Collection entries:
------------------------------

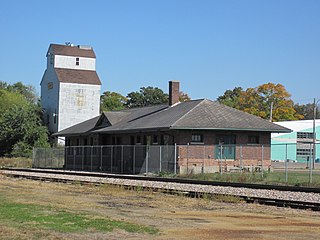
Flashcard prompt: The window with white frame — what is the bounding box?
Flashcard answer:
[191,134,203,143]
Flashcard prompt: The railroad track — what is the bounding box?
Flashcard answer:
[0,168,320,211]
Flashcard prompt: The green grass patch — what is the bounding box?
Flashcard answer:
[0,157,32,168]
[0,196,158,234]
[179,172,320,187]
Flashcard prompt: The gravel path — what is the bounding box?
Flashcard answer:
[0,170,320,203]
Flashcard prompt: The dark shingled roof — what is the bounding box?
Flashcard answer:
[49,43,96,58]
[56,99,291,136]
[52,116,100,136]
[54,68,101,85]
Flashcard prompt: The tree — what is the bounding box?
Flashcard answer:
[179,91,191,102]
[217,87,243,108]
[0,104,49,157]
[294,103,320,120]
[126,86,168,108]
[217,83,303,121]
[0,82,49,157]
[0,81,38,103]
[100,91,127,111]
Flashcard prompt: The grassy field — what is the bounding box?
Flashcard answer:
[178,171,320,187]
[0,157,32,168]
[0,175,320,240]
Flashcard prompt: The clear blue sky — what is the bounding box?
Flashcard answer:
[0,0,320,103]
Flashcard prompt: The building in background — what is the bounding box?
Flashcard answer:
[40,44,101,144]
[54,81,291,173]
[271,119,320,162]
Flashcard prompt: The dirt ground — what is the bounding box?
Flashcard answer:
[0,175,320,240]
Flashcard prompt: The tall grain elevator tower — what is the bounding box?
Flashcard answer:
[40,44,101,144]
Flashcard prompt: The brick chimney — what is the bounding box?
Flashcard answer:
[169,81,180,106]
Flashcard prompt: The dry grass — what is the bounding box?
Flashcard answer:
[0,175,320,239]
[0,157,32,168]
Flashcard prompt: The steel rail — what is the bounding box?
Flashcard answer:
[0,168,320,211]
[1,168,320,193]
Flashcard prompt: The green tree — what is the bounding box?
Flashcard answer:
[179,91,191,102]
[217,87,243,108]
[0,82,49,157]
[0,89,28,115]
[0,104,49,157]
[126,86,168,108]
[0,81,38,103]
[217,83,303,121]
[294,103,320,120]
[100,91,127,111]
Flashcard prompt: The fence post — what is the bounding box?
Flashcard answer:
[201,145,206,174]
[72,147,76,171]
[240,145,243,174]
[285,144,288,183]
[110,145,113,173]
[159,145,162,172]
[309,143,313,183]
[261,144,264,179]
[100,146,102,172]
[220,145,222,177]
[146,145,149,174]
[90,146,93,171]
[32,147,35,167]
[120,145,123,173]
[44,148,47,168]
[174,143,177,174]
[132,145,136,174]
[187,143,189,174]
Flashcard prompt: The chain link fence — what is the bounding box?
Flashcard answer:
[33,143,320,182]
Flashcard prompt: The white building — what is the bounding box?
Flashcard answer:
[40,44,101,144]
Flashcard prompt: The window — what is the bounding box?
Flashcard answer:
[191,134,203,143]
[152,135,158,144]
[50,54,53,64]
[48,82,53,90]
[130,136,134,145]
[297,132,313,139]
[248,135,259,144]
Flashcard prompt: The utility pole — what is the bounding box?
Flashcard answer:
[310,98,319,168]
[269,102,273,122]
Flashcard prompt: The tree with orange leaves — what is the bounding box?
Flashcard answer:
[217,83,303,121]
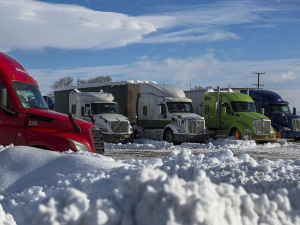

------------------------------

Reproduce every line of the records, starting with the line that contains "Flashcard prompt: The dry" and going on through the line that contains "[187,143,189,174]". Change nothing except the bounding-box coordinates in the answers, adding -39 to each one.

→ **EXPECTED OUTPUT**:
Flashcard prompt: The dry grass — what is the bounding box?
Flashcard answer:
[-39,136,281,200]
[-39,118,-7,129]
Flashcard prompt: The steel rail — what is the bounding box?
Flashcard answer:
[-39,129,281,172]
[-38,129,281,154]
Flashcard prompt: The green tree — what is the bounding box?
Flashcard answer:
[140,52,152,63]
[178,48,204,69]
[-39,43,10,118]
[-39,50,-11,76]
[-39,65,10,118]
[87,47,129,69]
[-39,42,-1,64]
[178,44,264,82]
[255,64,281,81]
[61,52,88,72]
Flashcard prompt: The fence post — what is the bounding box?
Flashcard answer:
[162,106,167,135]
[33,108,37,132]
[201,106,204,135]
[246,105,249,144]
[71,106,74,134]
[120,106,123,133]
[270,104,274,144]
[222,105,225,140]
[61,107,63,133]
[181,106,183,138]
[107,106,110,135]
[51,107,54,132]
[-7,108,-4,128]
[81,106,84,134]
[5,109,8,129]
[135,104,138,135]
[93,106,97,135]
[148,104,150,135]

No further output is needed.